Short problem:
Copy the items below word for word, leaving out the pictures.

Image point annotation items:
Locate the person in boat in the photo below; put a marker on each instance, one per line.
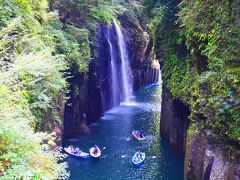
(77, 151)
(139, 133)
(95, 151)
(70, 149)
(138, 156)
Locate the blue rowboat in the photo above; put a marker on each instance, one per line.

Completed exercise:
Locate the person in boat in the photo below; put a marker on each instance, one per line.
(77, 151)
(139, 133)
(95, 151)
(70, 149)
(138, 156)
Locate the blue rowboat in the photo above; put a marker on each instance, one per line.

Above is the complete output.